>>>

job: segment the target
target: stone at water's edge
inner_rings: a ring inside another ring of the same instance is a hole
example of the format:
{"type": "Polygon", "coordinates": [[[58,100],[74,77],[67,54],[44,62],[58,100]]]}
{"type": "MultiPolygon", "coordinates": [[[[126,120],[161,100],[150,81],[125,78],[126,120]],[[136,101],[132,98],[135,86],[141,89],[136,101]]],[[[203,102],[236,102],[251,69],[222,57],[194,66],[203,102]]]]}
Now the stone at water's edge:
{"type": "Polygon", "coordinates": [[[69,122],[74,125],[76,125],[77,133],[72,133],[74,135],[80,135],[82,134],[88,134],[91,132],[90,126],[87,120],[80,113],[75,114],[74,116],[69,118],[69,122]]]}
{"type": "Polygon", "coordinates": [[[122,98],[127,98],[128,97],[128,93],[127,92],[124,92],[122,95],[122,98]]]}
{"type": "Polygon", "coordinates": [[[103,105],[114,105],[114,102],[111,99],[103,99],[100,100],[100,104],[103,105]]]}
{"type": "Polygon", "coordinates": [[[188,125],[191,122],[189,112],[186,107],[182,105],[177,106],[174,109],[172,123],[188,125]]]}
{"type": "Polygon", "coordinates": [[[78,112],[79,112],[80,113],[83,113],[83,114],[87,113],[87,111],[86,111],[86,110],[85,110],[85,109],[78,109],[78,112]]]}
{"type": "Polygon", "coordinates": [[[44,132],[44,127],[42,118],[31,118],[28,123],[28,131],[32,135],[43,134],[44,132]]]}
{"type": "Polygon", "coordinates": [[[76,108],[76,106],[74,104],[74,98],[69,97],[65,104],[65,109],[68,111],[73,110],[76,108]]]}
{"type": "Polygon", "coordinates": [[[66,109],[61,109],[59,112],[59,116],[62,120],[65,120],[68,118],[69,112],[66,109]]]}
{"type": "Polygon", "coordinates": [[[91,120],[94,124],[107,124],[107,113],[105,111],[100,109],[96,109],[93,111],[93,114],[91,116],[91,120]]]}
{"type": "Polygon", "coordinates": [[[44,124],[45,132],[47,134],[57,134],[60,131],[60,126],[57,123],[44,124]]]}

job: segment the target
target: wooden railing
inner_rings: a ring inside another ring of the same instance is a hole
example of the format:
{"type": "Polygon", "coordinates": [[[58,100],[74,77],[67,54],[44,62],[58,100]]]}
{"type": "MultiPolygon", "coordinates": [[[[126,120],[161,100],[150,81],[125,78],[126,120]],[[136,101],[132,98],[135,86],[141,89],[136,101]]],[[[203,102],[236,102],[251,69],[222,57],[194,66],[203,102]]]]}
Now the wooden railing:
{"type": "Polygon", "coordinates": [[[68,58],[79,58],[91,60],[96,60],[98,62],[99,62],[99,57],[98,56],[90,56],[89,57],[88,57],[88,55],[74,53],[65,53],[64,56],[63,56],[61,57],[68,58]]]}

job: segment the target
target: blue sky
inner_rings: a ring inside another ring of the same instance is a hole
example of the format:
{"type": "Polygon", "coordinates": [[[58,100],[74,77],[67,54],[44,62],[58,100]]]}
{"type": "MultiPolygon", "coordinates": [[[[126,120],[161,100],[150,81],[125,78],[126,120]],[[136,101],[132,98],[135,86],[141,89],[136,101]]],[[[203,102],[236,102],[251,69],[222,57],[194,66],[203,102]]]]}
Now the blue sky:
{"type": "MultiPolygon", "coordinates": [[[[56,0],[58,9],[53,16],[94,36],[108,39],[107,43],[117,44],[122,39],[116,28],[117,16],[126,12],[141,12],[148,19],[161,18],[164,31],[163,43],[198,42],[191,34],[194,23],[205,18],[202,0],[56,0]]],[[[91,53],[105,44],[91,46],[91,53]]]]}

<<<

Find each line in the items that contains the string "edge" and copy it out in full. Case counts.

target: stone at water's edge
Now the stone at water's edge:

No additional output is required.